Mexican businessman and politician

Jesus Vizcarra Calderon (born 17 March 1960) is a Mexican businessman and politician.

== Biography ==

Born in Culiacán, Sinaloa. Vizcarra graduated from the Autonomous University of Sinaloa. Between 20 and 42 years old, he led various business organizations, getting to chair the National Agricultural Council and served on the Executive Committee of the Business Council for 4 years. Between 1998 and 2002 he chaired the Mexican Association of Feedlot Cattle.
In 1971, he began working with Sukarne, Formerly known as Viz Group, a company founded by his parents in 1969.

In 2003, his family established Salud Digna, a nonprofit institution that has installed 33 centers for prevention and early diagnosis in Querétaro, Durango, Sinaloa, Nayarit, Coahuila, Jalisco, Sonora, Baja California, Guanajuato, Puebla, Aguascalientes, Mexico City and Los Angeles, California, the latter being the first Mexican clinic to provide these services to the Latino community. Today it is the most important institution of social health in Mexico, and in 2014 it will serve more than 3 million people.

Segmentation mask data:
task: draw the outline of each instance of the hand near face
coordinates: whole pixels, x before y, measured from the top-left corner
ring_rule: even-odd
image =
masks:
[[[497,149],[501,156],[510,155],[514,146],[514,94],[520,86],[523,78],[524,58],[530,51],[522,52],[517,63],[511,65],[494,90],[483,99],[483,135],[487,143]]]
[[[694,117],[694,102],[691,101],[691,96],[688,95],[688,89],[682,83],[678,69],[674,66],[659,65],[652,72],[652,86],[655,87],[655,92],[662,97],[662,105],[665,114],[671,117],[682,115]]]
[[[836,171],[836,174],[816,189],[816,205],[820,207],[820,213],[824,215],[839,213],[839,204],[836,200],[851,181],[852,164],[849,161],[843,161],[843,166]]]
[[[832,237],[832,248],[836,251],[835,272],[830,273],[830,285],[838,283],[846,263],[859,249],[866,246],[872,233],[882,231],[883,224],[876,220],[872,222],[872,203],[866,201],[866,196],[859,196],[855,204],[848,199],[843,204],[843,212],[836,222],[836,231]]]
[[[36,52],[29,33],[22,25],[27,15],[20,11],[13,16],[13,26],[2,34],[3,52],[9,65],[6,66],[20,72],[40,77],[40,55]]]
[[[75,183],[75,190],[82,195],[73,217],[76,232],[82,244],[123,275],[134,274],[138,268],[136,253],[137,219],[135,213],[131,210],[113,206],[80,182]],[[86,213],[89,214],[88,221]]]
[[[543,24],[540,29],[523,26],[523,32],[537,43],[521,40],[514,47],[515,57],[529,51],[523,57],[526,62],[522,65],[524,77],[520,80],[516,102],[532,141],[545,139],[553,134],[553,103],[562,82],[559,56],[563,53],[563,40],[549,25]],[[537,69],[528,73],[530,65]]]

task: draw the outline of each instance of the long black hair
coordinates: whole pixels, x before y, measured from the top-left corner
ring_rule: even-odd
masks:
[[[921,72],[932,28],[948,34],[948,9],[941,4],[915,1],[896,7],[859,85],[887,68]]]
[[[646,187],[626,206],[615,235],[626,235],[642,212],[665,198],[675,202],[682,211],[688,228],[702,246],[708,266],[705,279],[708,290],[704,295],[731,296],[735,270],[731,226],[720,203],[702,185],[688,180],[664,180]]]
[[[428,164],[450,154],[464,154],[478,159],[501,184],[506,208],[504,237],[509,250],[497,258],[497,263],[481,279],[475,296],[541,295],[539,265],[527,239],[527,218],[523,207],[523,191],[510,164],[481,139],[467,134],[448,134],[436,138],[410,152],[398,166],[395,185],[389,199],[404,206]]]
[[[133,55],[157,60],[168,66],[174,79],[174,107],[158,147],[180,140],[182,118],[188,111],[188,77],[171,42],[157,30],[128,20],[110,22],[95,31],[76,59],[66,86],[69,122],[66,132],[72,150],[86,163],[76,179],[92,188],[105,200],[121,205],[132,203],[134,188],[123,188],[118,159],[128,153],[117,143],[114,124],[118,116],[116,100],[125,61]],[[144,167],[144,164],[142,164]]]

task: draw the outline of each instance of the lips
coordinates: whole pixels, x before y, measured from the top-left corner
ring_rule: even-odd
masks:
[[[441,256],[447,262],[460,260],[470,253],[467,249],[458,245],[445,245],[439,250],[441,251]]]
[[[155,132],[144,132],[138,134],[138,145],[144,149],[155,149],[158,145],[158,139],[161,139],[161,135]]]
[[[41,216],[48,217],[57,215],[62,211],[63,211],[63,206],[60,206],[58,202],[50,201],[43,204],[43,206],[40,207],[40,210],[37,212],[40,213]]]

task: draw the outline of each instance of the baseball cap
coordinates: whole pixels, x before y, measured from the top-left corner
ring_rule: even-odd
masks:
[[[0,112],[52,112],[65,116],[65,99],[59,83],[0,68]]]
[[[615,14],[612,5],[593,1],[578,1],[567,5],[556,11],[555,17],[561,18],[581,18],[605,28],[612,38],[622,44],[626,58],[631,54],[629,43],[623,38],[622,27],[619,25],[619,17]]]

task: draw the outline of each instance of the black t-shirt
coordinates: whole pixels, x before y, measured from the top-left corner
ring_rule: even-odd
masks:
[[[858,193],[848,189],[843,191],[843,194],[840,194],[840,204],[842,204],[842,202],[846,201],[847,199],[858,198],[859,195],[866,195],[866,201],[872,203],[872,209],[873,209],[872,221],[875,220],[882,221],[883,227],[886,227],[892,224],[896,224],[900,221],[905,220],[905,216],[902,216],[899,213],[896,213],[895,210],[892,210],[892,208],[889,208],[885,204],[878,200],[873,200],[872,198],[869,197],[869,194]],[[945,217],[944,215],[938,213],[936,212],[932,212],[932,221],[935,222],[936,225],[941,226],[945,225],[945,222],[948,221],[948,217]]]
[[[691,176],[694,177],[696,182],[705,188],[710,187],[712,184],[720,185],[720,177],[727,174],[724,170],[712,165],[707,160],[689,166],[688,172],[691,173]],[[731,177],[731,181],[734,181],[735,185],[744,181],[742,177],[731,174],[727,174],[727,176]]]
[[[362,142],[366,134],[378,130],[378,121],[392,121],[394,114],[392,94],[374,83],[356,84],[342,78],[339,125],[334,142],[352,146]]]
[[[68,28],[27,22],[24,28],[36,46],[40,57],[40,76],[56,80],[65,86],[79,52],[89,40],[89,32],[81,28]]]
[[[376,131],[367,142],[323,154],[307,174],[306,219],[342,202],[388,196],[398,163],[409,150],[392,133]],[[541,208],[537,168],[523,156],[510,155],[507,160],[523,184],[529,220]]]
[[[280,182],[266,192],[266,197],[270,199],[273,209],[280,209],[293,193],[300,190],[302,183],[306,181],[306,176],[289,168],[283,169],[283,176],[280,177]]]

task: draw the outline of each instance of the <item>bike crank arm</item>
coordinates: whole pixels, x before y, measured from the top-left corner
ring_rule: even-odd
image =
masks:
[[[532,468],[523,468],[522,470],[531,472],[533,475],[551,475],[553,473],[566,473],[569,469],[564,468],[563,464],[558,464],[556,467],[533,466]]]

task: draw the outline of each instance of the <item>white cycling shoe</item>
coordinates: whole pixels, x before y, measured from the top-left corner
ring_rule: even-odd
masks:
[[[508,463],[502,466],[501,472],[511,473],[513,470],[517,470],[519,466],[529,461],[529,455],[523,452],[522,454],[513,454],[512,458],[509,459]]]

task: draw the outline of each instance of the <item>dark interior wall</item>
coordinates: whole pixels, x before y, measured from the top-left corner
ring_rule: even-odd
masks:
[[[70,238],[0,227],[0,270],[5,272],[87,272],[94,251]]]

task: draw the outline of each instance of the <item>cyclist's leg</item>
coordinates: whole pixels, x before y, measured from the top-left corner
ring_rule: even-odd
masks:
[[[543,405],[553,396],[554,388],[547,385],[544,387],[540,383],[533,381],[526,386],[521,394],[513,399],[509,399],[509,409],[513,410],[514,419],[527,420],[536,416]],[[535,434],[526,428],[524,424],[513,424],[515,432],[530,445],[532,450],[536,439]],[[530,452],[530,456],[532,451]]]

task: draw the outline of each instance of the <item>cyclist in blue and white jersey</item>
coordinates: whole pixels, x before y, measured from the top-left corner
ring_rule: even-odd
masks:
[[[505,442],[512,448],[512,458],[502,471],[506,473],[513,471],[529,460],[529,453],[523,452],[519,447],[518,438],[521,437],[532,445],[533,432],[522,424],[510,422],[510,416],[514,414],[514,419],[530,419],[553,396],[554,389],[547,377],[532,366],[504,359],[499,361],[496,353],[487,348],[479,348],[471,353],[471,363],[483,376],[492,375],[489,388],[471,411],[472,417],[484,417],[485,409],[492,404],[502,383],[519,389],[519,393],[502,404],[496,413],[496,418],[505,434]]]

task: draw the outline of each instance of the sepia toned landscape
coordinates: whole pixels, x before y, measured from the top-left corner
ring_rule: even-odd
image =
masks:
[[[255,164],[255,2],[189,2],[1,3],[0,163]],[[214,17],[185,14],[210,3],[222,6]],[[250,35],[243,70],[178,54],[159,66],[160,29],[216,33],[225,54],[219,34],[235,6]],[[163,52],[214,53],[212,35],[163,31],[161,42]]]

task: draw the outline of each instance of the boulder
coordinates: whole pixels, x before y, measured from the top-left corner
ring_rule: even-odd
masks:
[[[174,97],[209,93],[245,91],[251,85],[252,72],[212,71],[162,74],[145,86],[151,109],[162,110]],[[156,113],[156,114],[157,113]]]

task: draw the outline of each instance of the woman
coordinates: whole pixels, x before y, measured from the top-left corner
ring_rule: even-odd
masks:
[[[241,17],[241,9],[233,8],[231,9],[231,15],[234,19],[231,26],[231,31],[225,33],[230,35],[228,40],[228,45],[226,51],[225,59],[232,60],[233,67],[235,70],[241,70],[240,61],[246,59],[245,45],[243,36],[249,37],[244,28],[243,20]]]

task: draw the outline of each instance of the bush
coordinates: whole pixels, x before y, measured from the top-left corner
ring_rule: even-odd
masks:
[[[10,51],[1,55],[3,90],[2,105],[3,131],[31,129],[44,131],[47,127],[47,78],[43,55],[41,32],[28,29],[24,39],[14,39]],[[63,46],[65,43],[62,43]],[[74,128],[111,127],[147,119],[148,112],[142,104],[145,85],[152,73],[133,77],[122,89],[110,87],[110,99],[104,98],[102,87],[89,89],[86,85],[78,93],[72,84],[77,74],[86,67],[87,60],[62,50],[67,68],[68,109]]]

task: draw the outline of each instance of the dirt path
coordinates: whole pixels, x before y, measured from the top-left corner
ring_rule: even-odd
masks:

— Work to be completed —
Can you return the full Jesus Vizcarra Calderon biography above, word for word?

— Solution —
Mexican businessman and politician

Jesus Vizcarra Calderon (born 17 March 1960) is a Mexican businessman and politician.

== Biography ==

Born in Culiacán, Sinaloa. Vizcarra graduated from the Autonomous University of Sinaloa. Between 20 and 42 years old, he led various business organizations, getting to chair the National Agricultural Council and served on the Executive Committee of the Business Council for 4 years. Between 1998 and 2002 he chaired the Mexican Association of Feedlot Cattle.
In 1971, he began working with Sukarne, Formerly known as Viz Group, a company founded by his parents in 1969.

In 2003, his family established Salud Digna, a nonprofit institution that has installed 33 centers for prevention and early diagnosis in Querétaro, Durango, Sinaloa, Nayarit, Coahuila, Jalisco, Sonora, Baja California, Guanajuato, Puebla, Aguascalientes, Mexico City and Los Angeles, California, the latter being the first Mexican clinic to provide these services to the Latino community. Today it is the most important institution of social health in Mexico, and in 2014 it will serve more than 3 million people.